QUESTIONS ON THE MATERIAL ▸
A. Edit the forum thread on Unicode digit conversion by rewriting everything from "int() passes NULL" down to "handling bases 11-36).", with "unencodable" replaced by "non-encodable".
B. Resume the forum thread on Unicode digit conversion, starting right after its final sentence.

PASSAGE TO READ ▸
*** Begin section ***

Scott David Daniels wrote:
>>> int(u"\N{DEVANAGARI DIGIT SEVEN}") 7
OK, That much I have handled. I am fiddling with direct-to-number
conversions and wondering about cases like >>> int(u"\N{DEVANAGARI DIGIT SEVEN}" + XXX + u"\N{DEVANAGARI DIGIT SEVEN}")
int() passes NULL as error mode, equalling strict. So if you get an
unencodable character, you get the UnicodeError.
I don't really understand how the "ignore" or "something_else"
cases get caused by python source [where they come from]. Are they
only there for C-program access?
Neither, nor. This code is dead.
In the "ignore" case, no output is produced at all, for the unencodable
character; this is the same way that '?' would be treated (it is
also unencodable).
If I understand you correctly -- I can consider the digit stream to stop
as soon as I hit a non-digit (except for handling bases 11-36).

*** End section ***

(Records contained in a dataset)
*** Begin section ***

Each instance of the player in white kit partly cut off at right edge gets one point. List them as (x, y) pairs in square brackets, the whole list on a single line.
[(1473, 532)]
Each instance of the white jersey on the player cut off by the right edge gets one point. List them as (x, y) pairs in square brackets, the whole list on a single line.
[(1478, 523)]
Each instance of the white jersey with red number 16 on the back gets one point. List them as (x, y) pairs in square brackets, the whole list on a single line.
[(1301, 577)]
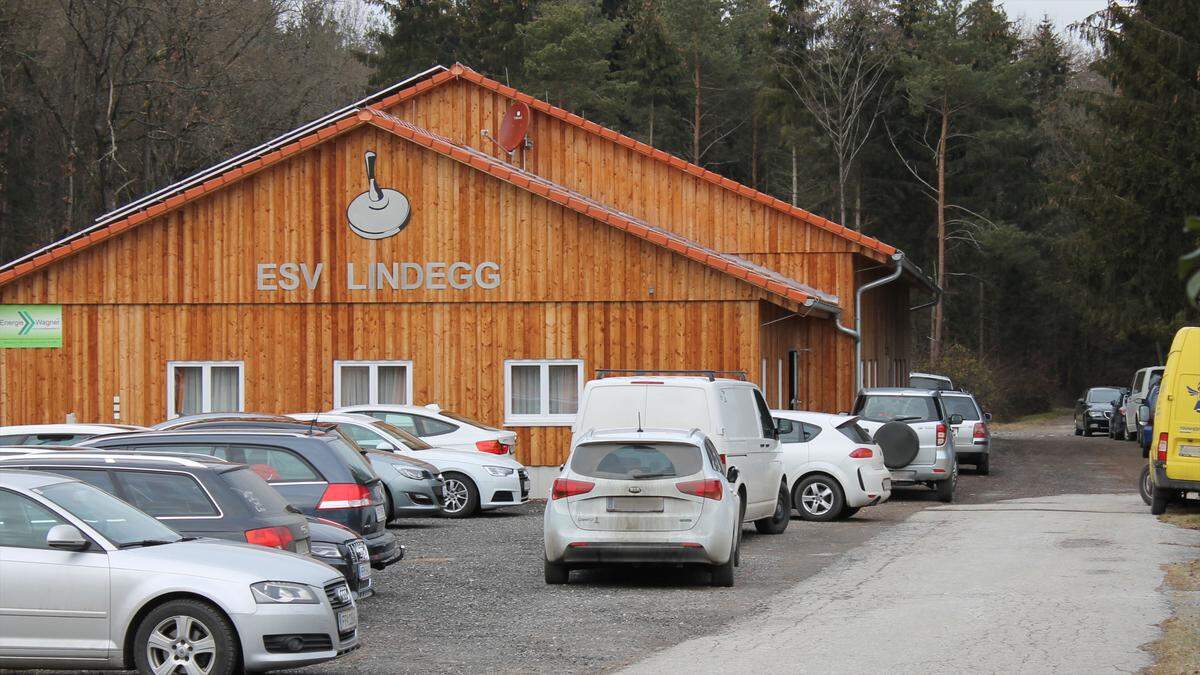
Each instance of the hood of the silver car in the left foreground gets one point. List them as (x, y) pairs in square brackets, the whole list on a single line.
[(217, 559)]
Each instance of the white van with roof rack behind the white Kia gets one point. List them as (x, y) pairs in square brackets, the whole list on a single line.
[(731, 413)]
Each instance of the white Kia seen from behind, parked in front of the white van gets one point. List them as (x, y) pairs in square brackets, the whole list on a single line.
[(649, 497)]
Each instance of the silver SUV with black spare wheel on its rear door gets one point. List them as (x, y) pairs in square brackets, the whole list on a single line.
[(916, 434)]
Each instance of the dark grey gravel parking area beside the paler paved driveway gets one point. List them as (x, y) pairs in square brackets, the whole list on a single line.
[(471, 596)]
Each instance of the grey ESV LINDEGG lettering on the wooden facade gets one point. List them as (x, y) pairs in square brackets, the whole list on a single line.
[(379, 277)]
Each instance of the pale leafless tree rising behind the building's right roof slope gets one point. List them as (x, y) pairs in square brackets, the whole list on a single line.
[(839, 80)]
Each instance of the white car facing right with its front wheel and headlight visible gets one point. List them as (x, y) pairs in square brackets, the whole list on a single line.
[(475, 481)]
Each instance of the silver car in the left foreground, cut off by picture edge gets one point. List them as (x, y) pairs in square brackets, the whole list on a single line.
[(104, 586)]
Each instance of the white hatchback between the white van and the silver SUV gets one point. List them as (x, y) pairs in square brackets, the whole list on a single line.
[(835, 467)]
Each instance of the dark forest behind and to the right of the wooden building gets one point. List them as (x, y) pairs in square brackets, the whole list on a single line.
[(1041, 174)]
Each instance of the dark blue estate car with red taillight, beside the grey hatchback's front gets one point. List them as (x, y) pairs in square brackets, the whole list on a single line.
[(319, 474)]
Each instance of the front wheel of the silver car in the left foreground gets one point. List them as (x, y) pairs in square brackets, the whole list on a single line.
[(201, 624)]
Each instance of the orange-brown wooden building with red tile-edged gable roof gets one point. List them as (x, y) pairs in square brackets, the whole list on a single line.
[(494, 285)]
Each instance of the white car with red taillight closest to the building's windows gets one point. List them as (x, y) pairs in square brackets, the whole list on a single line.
[(442, 428)]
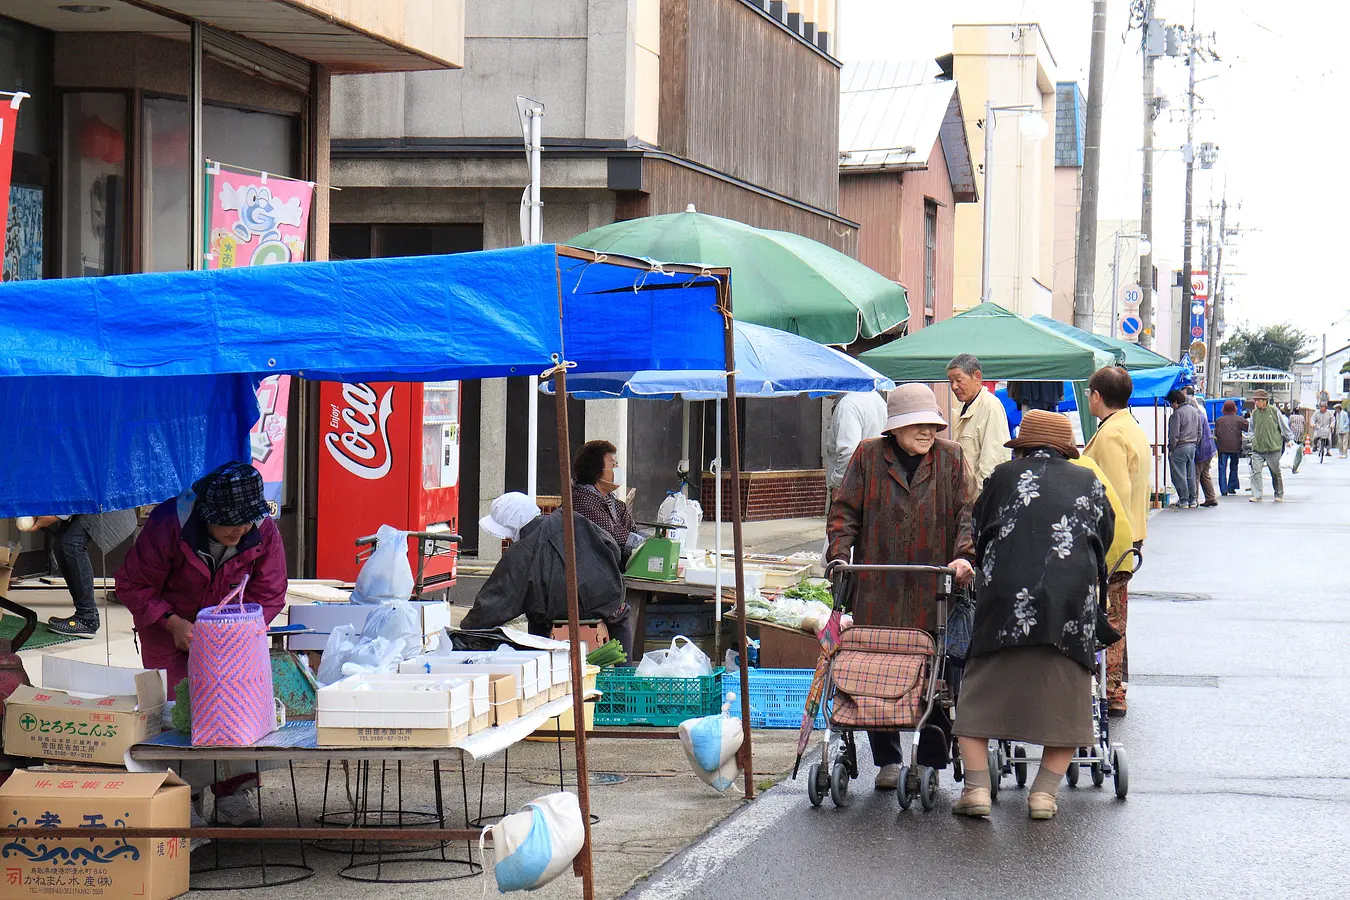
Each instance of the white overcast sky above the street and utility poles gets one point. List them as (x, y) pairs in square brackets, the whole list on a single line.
[(1275, 105)]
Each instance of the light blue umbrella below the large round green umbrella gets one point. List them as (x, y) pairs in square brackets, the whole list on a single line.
[(769, 364)]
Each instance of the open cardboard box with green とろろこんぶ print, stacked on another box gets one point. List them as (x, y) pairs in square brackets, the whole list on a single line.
[(84, 713)]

*** End section ***

ANSWERS FOR THE TASKS ▸
A.
int() passes NULL as error mode, equalling strict. So if you get an
non-encodable character, you get the UnicodeError.
I don't really understand how the "ignore" or "something_else"
cases get caused by python source [where they come from]. Are they
only there for C-program access?
Neither, nor. This code is dead.
In the "ignore" case, no output is produced at all, for the non-encodable
character; this is the same way that '?' would be treated (it is
also non-encodable).
If I understand you correctly -- I can consider the digit stream to stop
as soon as I hit a non-digit (except for handling bases 11-36).

B.
No. In "ignore" mode, a codec doesn't stop at the unencodable character.
Instead, it skips it, continuing with the next character.
I mistakenly said that this would happen to '?' (question mark) also;
this is incorrect: PyUnicode_EncodeDecimal copies all Latin-1 characters
to the output, latin-1-encoded. So '?' would appear in the output,
even in "ignore" mode.
Handling of bases is not done in the function at all. Instead, the
callers of PyUnicode_EncodeDecimal will deal with number formats
(base, prefix, exponent syntax, etc.) They will assume ASCII
bytes.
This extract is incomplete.